Conjunto de tarefas:
1) Reescreva o trecho do texto sobre os primeiros projetos para Brasília que vai de "A Cidade Histórica da América –" até "de uma tartaruga.", trocando "jornal" por "periódico".
2) Com base no texto sobre os primeiros projetos para Brasília, responda:
(a) Em que ano o presidente Epitácio Pessoa autorizou a colocação da Pedra Fundamental da Nova Capital?
(b) Qual era o nome do loteamento registrado em Planaltina em 1927?
(c) Em que jornal foi publicada a proposta de Theodoro Figueira de Almeida?
3) Resuma em duas frases o texto sobre os primeiros projetos para Brasília.

Texto fornecido:
——————————

No livro, Jeferson Tavares analisa os projetos, identifica os autores, os principais colaboradores e suas possíveis referências e matrizes urbanísticas. “É possível identificar em todos os projetos para a nova capital o reflexo dos anseios de uma geração. Os planos para Brasília construíram-se por meio das mais inusitadas referências e com a finalidade de conceber um projeto ideal que se moldasse à especificidade de uma cidade administrativa”, relata.
Os projetos são divididos em dois grupos: os elaborados nas décadas de 1920 e 1940 (cinco projetos) e os do Concurso do Plano Piloto (criados em 1956 e 1957). As primeiras propostas urbanísticas para Brasília vinculam-se aos interesses imobiliários despertados na região onde viria a ser erguida a nova capital. As últimas propostas foram feitas por profissionais e já carregam aspectos urbanos de uma cidade.
Planópolis – 1927
Nas comemorações do Centenário da Independência, em 1922, o presidente Epitácio Pessoa autorizou a colocação da Pedra Fundamental da Nova Capital como atitude simbólica de sua inauguração. Apesar das comemorações não terem resultado em soluções práticas para a transferência, houve valorização das terras da região, principalmente aquelas próximas a Planaltina, cidade que já existia.
O projeto é de 1927 e não tem autor identificado. Trata-se de parte de um registro de imóveis de lotes em Planaltina. O loteamento chamava-se Planópolis e foi feito por interessados nos possíveis lucros com a venda das terras, sem nenhuma ligação com o interesse público.
A Cidade Histórica da América – 1929
A segunda proposta é de 1929 e foi elaborada pelo brasilianista Theodoro Figueira de Almeida como parte das comemorações do centenário do Instituto Histórico e Geográfico do Brasil. Foi publicada no ano seguinte no jornal A Ordem, do Rio de Janeiro. Com o título Brasília, a cidade histórica da América, o projeto lembra o casco de uma tartaruga.
A Brasília de 1929 tem uma trama urbana quadriculada, com grandes avenidas que terminam em grandes praças, e toda a cidade é contornada por grandes alamedas e estradas. Em formato circular, previa uma cidade que começava com uma praça (chamada de Praça da República), de onde partem as principais malhas ortogonais e diagonais. A cidade termina em uma grande avenida perimetral. O desenho incorpora a forma tradicional de cidade fechada, com grandes eixos monumentais e uma malha diagonal sobrepondo-se à malha reticulada.

——————————

Listagem de dados:
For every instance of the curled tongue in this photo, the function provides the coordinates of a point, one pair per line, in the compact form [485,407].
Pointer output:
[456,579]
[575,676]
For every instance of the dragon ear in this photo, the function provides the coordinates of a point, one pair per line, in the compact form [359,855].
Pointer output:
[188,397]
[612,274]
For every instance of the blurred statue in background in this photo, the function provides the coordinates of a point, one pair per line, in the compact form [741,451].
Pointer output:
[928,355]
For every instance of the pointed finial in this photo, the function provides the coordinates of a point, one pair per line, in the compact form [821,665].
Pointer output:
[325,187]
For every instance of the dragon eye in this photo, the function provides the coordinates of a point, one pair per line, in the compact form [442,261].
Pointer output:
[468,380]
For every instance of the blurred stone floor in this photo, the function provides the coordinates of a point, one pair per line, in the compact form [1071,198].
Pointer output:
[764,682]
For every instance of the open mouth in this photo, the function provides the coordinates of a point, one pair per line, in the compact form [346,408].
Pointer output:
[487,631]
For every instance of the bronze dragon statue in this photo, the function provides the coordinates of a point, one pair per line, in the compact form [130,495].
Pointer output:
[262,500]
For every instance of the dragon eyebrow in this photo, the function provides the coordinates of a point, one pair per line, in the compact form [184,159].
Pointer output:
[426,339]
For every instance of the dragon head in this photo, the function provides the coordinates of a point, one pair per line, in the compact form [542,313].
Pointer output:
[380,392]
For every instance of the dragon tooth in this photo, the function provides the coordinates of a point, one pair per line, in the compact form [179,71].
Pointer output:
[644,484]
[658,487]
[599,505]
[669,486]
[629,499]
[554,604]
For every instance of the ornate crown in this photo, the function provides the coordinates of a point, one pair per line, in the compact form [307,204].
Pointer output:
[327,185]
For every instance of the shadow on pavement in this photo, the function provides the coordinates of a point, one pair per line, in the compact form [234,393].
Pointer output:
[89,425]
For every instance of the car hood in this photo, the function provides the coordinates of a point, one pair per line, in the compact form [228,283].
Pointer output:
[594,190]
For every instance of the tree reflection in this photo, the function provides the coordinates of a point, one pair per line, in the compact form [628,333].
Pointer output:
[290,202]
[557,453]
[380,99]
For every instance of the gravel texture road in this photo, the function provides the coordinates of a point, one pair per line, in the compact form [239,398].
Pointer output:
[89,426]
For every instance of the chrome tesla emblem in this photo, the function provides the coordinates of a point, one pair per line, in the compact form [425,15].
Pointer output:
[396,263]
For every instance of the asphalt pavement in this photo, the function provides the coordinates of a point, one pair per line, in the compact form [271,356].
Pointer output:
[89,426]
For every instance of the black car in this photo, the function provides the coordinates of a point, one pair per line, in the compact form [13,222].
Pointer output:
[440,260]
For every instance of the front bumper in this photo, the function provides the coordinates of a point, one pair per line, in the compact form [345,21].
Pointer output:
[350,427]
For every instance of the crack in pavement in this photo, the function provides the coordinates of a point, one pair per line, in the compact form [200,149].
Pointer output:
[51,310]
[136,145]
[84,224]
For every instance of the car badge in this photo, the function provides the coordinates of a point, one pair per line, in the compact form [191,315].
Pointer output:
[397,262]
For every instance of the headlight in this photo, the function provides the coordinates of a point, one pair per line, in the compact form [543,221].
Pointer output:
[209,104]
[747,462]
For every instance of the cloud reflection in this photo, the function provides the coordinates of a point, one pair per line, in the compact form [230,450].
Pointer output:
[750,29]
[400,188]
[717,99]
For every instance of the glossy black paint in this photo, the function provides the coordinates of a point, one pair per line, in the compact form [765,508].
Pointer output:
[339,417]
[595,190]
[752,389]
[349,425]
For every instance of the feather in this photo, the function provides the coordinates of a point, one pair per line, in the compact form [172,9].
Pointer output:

——————————

Respostas por tarefa:
1)
A Cidade Histórica da América – 1929
A segunda proposta é de 1929 e foi elaborada pelo brasilianista Theodoro Figueira de Almeida como parte das comemorações do centenário do Instituto Histórico e Geográfico do Brasil. Foi publicada no ano seguinte no periódico A Ordem, do Rio de Janeiro. Com o título Brasília, a cidade histórica da América, o projeto lembra o casco de uma tartaruga.

2)
(a) Em 1922, nas comemorações do Centenário da Independência.
(b) Planópolis.
(c) No jornal A Ordem, do Rio de Janeiro.

3) O livro de Jeferson Tavares analisa os projetos para a nova capital, divididos entre os das décadas de 1920 e 1940, ligados a interesses imobiliários, e os do Concurso do Plano Piloto, de 1956 e 1957, feitos por profissionais. Entre os primeiros estão o loteamento Planópolis, de 1927, em Planaltina, sem autor identificado, e a proposta de 1929 de Theodoro Figueira de Almeida, uma cidade circular de trama quadriculada que lembra o casco de uma tartaruga.